По приезде в Епифань Перри начал пересчитывать свои технические числа. И вышло еще хуже: прожект составлен был по местным данным 1682 года, лето которого изобиловало влагой… Перри догадался, что и в средние по снегам и дождям годы каналы будут маловодны, что по ним и лодка не пройдет[166].
А ведь воевода епифанский вовсе не брал в голову проблему технических расчетов и, совершенно не думая о средних снегах и дождях, с самого же начала заявил британскому инженеру:
Слухаю, Бердан Рамзеич, слухаю, сударь! Только ни хрена не выйдет, вот тебе покойница мать…[167]
Причина приключившейся катастрофы заключалась не столько в технических просчетах, сколько в том обстоятельстве, что дело происходило в Епифани, в которой все устроено совершенно иначе, чем это можно представить по петербургским прожектам.
И обречено было не только возведение шлюзов, обречен был сам британский инженер. В изображении Андрея Платонова он не просто погиб (и погиб страшно, под пыткой), а буквально исчез, растворился, и его забыли, как будто его и не было никогда – Епифань его попросту поглотила:
Епифанский воевода Салтыков получил в августе, на яблошный спас, духовитый пакет с марками иноземной державы. Написано на пакете было не по-нашему, но три слова по-русски:
БЕРТРАНУ ПЕРРИ ИНЖЕНЕРУ.

════════════════

§ СПИСОК ЗАДАНИЙ
a. Пожалуйста, представьте строки листинга в виде нумерованного списка, начав с самой первой строки листинга и закончив строкой, где есть «98), (106, 109)]», включая её. Пустые строки и изображения в ответ не включайте.
b. Напишите продолжение отрывка о судьбе инженера Перри в Епифани, начиная сразу после его последней строки.

§ ДАННЫЕ ДЛЯ ЗАДАНИЯ
════════════════

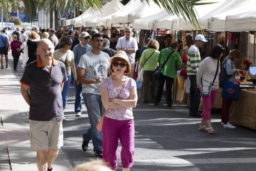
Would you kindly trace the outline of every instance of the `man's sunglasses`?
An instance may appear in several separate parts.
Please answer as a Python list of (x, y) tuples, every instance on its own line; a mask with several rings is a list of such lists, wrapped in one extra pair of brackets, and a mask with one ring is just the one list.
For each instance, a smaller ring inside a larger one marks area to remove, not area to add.
[(112, 63), (113, 66), (115, 67), (117, 67), (118, 66), (120, 66), (121, 68), (124, 68), (126, 66), (125, 63), (124, 62), (114, 62)]

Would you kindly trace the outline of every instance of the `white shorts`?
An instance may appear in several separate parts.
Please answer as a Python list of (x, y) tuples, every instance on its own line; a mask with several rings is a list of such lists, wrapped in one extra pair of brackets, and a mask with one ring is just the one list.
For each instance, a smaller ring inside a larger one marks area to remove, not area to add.
[(31, 149), (57, 149), (63, 146), (62, 120), (29, 120)]

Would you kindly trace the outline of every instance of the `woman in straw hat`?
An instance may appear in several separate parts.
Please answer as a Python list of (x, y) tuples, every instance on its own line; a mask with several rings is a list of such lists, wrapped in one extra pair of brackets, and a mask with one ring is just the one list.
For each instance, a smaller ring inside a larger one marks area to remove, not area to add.
[(102, 126), (103, 159), (116, 170), (118, 139), (122, 144), (123, 170), (134, 164), (134, 121), (132, 108), (138, 97), (135, 81), (125, 75), (130, 73), (131, 63), (125, 52), (120, 51), (110, 58), (110, 69), (114, 74), (104, 80), (101, 98), (106, 109)]

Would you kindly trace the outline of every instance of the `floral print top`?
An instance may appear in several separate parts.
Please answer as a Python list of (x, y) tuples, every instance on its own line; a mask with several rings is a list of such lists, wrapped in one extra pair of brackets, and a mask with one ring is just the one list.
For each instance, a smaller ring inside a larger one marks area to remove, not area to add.
[[(133, 79), (128, 77), (126, 77), (125, 80), (125, 85), (122, 91), (121, 91), (122, 89), (121, 87), (116, 88), (114, 86), (111, 77), (104, 79), (101, 86), (108, 89), (110, 99), (118, 98), (120, 99), (126, 100), (129, 99), (130, 95), (130, 90), (136, 87), (136, 82)], [(118, 109), (110, 109), (108, 110), (105, 116), (118, 120), (134, 119), (132, 108), (123, 107)]]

════════════════

§ ОТВЕТЫ ПО ПОРЯДКУ
a.
1. Would you kindly trace the outline of every instance of the `man's sunglasses`?
2. An instance may appear in several separate parts.
3. Please answer as a Python list of (x, y) tuples, every instance on its own line; a mask with several rings is a list of such lists, wrapped in one extra pair of brackets, and a mask with one ring is just the one list.
4. For each instance, a smaller ring inside a larger one marks area to remove, not area to add.
5. [(112, 63), (113, 66), (115, 67), (117, 67), (118, 66), (120, 66), (121, 68), (124, 68), (126, 66), (125, 63), (124, 62), (114, 62)]
6. Would you kindly trace the outline of every instance of the `white shorts`?
7. An instance may appear in several separate parts.
8. Please answer as a Python list of (x, y) tuples, every instance on its own line; a mask with several rings is a list of such lists, wrapped in one extra pair of brackets, and a mask with one ring is just the one list.
9. For each instance, a smaller ring inside a larger one marks area to remove, not area to add.
10. [(31, 149), (57, 149), (63, 146), (62, 120), (29, 120)]
11. Would you kindly trace the outline of every instance of the `woman in straw hat`?
12. An instance may appear in several separate parts.
13. Please answer as a Python list of (x, y) tuples, every instance on its own line; a mask with several rings is a list of such lists, wrapped in one extra pair of brackets, and a mask with one ring is just the one list.
14. For each instance, a smaller ring inside a larger one marks area to remove, not area to add.
15. [(102, 126), (103, 159), (116, 170), (118, 139), (122, 144), (123, 170), (134, 164), (134, 121), (132, 108), (138, 97), (135, 81), (125, 75), (130, 73), (131, 63), (125, 52), (120, 51), (110, 58), (110, 69), (114, 74), (104, 80), (101, 98), (106, 109)]

b.
Салтыков испугался и не знал, что ему делать с этим пакетом на имя мертвеца. А потом положил его от греха за божницу – на вечное поселение паукам[168].
Епифань – это Загон. А Загон нельзя реформировать, нельзя перестроить по образцу, как бы тот ни был прекрасен и полезен. В Загоне действуют свои вековечные законы. Вот о чем повествуют исторические случаи, которые решили восстановить Николай Лесков и Андрей Платонов, постигавшие и осмысливавшие современность через странные, страшные, невообразимые, но отнюдь не случайные события прошлого.
Здесь дело даже не только в некоей общего типа историософской концепции (а тут перекличка между Лесковым и Платоновым явная; как я уже сказал, Епифань – это тот же Загон), еще и в подходе к теме.
И Лесков, и Платонов в данном случае работали в традициях исторического анекдота, а эти традиции представляли собою целый культурный комплекс, в свое время довольно-таки значимый.
В заключение настоящего этюда скажу, что появление и «Загона», и «Епифанских шлюзов» – отнюдь не случайность, ибо это звенья одной цепи, одной особой анекдотической линии в русской прозе, а именно линии исторического анекдота.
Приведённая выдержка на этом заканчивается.